**PROBLEM DESCRIPTION:**
Reproduce every one of the following entries word for word, line by line, in the same order.

**DATASET RECORDS:**

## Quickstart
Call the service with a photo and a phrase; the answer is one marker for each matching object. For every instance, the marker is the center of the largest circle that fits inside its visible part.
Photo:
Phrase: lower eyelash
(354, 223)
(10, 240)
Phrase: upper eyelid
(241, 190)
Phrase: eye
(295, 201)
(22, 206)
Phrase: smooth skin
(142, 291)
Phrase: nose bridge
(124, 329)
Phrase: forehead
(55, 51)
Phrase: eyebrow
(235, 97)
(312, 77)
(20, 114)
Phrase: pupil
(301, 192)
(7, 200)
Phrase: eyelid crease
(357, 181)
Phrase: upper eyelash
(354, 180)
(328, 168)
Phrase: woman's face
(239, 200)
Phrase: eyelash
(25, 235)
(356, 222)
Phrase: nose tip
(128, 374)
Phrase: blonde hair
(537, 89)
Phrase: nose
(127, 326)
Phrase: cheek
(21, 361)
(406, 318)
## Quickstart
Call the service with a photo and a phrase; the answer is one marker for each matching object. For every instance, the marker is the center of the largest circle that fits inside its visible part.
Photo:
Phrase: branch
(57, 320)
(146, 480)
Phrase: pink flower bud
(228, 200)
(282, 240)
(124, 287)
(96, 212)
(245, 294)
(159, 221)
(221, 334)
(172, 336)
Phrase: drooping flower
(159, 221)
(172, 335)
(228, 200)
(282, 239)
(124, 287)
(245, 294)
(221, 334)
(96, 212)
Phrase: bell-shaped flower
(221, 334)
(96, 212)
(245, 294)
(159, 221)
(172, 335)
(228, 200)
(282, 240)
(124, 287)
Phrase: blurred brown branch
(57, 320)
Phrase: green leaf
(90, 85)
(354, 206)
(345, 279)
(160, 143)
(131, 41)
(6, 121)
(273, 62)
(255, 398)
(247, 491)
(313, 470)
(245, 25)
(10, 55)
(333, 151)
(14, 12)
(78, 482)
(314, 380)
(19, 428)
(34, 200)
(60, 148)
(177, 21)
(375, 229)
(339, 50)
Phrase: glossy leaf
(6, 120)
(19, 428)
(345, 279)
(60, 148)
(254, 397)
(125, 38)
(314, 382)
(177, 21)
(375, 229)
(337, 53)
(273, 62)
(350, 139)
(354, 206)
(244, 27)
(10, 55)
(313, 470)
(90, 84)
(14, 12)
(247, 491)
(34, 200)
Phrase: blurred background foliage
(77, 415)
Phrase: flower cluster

**EXPECTED OUTPUT:**
## Quickstart
Call the service with a photo and a phrase; the answer is one marker for each matching object. For every instance, the marker is the center of the largest circle that fits inside its visible part.
Photo:
Phrase: lower eyelash
(354, 223)
(10, 240)
Phrase: upper eyelid
(241, 190)
Phrase: eye
(295, 201)
(22, 206)
Phrase: smooth skin
(142, 291)
Phrase: nose bridge
(124, 329)
Phrase: forehead
(55, 51)
Phrase: eyebrow
(235, 97)
(312, 77)
(20, 114)
Phrase: pupil
(301, 192)
(7, 200)
Phrase: eyelid crease
(357, 181)
Phrase: upper eyelash
(354, 180)
(328, 168)
Phrase: woman's face
(239, 200)
Phrase: eyelash
(25, 235)
(356, 222)
Phrase: nose tip
(128, 374)
Phrase: blonde hair
(537, 89)
Phrase: nose
(127, 326)
Phrase: cheek
(21, 361)
(406, 318)
## Quickstart
Call the service with a photo and a phrase; the answer is one marker for each matching object. For every instance, the marker is the center of the largest circle that fits inside its visible part.
Photo:
Phrase: branch
(57, 320)
(146, 480)
Phrase: pink flower bud
(228, 200)
(282, 240)
(124, 287)
(96, 212)
(245, 294)
(159, 221)
(221, 334)
(172, 336)
Phrase: drooping flower
(159, 221)
(172, 335)
(228, 200)
(282, 239)
(124, 287)
(245, 294)
(221, 334)
(96, 212)
Phrase: bell-shaped flower
(221, 334)
(96, 212)
(245, 294)
(159, 221)
(172, 335)
(228, 200)
(282, 240)
(124, 287)
Phrase: blurred brown branch
(57, 320)
Phrase: green leaf
(90, 85)
(354, 206)
(345, 279)
(160, 143)
(131, 41)
(6, 121)
(273, 62)
(255, 398)
(247, 491)
(313, 470)
(245, 25)
(10, 55)
(333, 151)
(14, 12)
(78, 482)
(314, 380)
(19, 428)
(34, 200)
(60, 148)
(177, 21)
(375, 229)
(339, 50)
Phrase: glossy leaf
(6, 120)
(19, 428)
(345, 279)
(60, 148)
(254, 397)
(125, 38)
(314, 382)
(177, 21)
(375, 229)
(337, 53)
(273, 62)
(350, 139)
(354, 206)
(244, 27)
(10, 55)
(313, 470)
(90, 84)
(14, 12)
(247, 491)
(34, 200)
Phrase: blurred background foliage
(77, 415)
Phrase: flower cluster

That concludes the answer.